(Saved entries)
◇ ◇ ◇ ◇ ◇
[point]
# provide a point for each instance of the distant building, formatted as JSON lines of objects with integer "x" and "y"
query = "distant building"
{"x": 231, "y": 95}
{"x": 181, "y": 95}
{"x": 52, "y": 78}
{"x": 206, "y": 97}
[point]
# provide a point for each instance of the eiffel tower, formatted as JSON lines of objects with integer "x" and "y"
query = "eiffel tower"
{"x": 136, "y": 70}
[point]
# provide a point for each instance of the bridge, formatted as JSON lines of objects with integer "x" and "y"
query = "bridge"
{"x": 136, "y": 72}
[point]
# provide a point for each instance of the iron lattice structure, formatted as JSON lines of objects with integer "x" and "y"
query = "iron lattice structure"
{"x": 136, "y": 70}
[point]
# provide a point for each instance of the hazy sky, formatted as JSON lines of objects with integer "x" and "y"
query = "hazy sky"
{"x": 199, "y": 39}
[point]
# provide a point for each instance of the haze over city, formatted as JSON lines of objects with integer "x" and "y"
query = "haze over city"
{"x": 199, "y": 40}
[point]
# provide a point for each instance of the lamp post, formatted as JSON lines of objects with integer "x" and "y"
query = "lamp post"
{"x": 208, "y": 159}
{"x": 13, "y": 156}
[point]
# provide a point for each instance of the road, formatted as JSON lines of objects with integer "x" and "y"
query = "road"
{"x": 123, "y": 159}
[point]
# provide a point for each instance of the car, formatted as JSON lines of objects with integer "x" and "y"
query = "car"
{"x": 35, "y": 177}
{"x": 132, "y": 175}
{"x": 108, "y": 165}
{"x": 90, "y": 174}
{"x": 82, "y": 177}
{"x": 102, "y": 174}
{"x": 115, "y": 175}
◇ ◇ ◇ ◇ ◇
Repeat the data exactly. Leave nothing out.

[point]
# provide a point for each instance of the distant building, formatted as JSON lines of objects with integer "x" and "y"
query = "distant building"
{"x": 231, "y": 95}
{"x": 181, "y": 95}
{"x": 52, "y": 78}
{"x": 206, "y": 97}
[point]
# provide a point for each instance of the eiffel tower, formatted as JSON lines of objects with integer "x" and "y"
query = "eiffel tower"
{"x": 136, "y": 70}
[point]
# provide a point for each instance of the bridge, formatted as JSON lines of objects with integer "x" and "y"
query = "bridge"
{"x": 136, "y": 72}
[point]
# provide a point for each instance of the iron lattice structure, formatted as JSON lines of objects with integer "x" and "y"
query = "iron lattice structure"
{"x": 136, "y": 70}
[point]
# provide a point for each instance of the hazy sky, formatted as JSON lines of objects with integer "x" and "y"
query = "hazy sky"
{"x": 199, "y": 39}
[point]
# provide a point for each instance of the haze over city, formatted as JSON lines of objects with integer "x" and "y"
query = "haze over city"
{"x": 199, "y": 40}
[point]
# provide a point for each instance of the lamp post, formatted as JSON lines of objects with integer "x" and "y"
query = "lamp post"
{"x": 208, "y": 159}
{"x": 13, "y": 156}
[point]
# provide a point for each instance of the road, formatted as JSON lines of objects with integer "x" and "y"
query = "road"
{"x": 123, "y": 159}
[point]
# provide a point for each instance of the car, formatted as JSON lines of objects with integer "x" and "y"
query = "car"
{"x": 35, "y": 177}
{"x": 132, "y": 175}
{"x": 108, "y": 165}
{"x": 90, "y": 174}
{"x": 82, "y": 177}
{"x": 102, "y": 174}
{"x": 115, "y": 175}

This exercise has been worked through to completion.